Set problem:
Duplicate each of the rows below word for word, with no changes.

Entries from a dataset:

--

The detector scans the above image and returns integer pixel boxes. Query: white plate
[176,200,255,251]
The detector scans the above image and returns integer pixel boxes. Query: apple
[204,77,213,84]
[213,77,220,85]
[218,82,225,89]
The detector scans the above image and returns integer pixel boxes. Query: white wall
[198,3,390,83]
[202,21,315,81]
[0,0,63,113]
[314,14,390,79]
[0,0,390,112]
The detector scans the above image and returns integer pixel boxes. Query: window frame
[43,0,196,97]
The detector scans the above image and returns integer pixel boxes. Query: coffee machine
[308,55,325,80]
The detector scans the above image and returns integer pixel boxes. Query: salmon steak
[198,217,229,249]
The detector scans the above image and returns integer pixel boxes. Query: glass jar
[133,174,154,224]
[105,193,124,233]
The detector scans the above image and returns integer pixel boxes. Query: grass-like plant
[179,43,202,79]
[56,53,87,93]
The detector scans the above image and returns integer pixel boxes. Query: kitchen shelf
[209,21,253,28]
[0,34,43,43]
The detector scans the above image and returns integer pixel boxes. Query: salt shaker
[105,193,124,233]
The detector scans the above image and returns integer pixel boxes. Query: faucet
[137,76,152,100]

--

Expected answer:
The detector scans the above image and returns integer pixel boxes. Query: white plate
[176,200,255,251]
The detector scans the above image and returns integer pixel boxes. Query: apple
[204,77,213,84]
[213,77,220,85]
[218,82,225,89]
The detector scans the above image and returns integer pixel boxes. Query: white wall
[198,3,390,83]
[202,21,315,81]
[0,0,63,113]
[314,14,390,79]
[0,0,390,112]
The detector scans the above image and returns integer pixel boxes. Query: window frame
[43,0,196,97]
The detector scans the above image and returns integer pixel boxes. Query: coffee machine
[308,55,325,80]
The detector scans the above image and returns integer pixel boxes. Query: salmon steak
[198,217,229,249]
The detector scans the above image and returns integer pixel boxes. Query: glass jar
[133,174,154,224]
[105,193,124,233]
The detector scans the above image and returns integer pixel boxes. Query: grass-like plant
[179,43,202,79]
[56,53,87,93]
The detector scans the above image and returns integer pixel boxes. Query: kitchen shelf
[209,21,253,28]
[0,34,43,43]
The detector scans the above image and returns integer pixel boxes. Query: salt shaker
[105,193,124,233]
The detector scans the above image and returns integer pixel boxes. Query: faucet
[137,76,152,100]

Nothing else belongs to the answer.